## WHAT IS ASKED
Count the lines in the listing below that contain the string "hair", with case counting, and reply with only the number.

Portion of a data file

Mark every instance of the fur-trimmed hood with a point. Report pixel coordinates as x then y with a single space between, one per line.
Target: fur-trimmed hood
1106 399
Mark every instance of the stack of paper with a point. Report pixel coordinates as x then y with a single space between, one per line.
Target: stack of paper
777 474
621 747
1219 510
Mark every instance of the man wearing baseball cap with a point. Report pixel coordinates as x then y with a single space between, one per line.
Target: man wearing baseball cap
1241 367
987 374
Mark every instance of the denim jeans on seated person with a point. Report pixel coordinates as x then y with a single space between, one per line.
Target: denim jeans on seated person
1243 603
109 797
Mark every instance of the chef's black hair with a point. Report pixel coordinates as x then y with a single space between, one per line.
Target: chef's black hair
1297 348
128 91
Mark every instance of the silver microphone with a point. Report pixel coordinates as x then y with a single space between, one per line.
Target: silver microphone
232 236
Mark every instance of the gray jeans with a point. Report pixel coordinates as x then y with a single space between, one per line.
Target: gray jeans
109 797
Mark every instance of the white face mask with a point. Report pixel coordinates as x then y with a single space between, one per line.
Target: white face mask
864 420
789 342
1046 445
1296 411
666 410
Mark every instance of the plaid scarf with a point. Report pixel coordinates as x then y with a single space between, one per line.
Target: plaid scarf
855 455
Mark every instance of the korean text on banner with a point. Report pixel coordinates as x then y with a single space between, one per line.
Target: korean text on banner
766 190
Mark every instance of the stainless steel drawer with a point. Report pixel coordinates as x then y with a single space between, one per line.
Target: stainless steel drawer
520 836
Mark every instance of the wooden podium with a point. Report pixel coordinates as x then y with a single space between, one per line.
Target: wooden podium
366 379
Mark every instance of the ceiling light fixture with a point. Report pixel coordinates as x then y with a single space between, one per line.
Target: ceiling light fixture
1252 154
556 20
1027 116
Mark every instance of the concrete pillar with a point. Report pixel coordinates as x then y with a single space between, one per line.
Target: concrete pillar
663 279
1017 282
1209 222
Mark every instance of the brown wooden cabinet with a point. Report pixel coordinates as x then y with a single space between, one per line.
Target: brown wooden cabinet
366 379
--
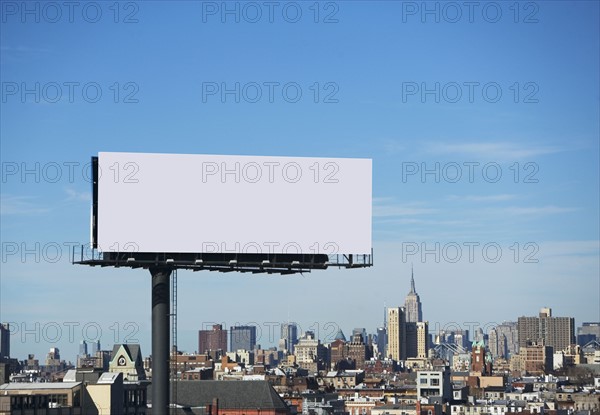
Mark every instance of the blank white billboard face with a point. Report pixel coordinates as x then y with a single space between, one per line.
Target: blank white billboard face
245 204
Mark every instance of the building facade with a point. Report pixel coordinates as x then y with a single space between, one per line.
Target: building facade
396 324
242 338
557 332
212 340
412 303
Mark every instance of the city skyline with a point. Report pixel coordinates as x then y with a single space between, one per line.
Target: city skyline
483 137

## EXERCISE OUTPUT
2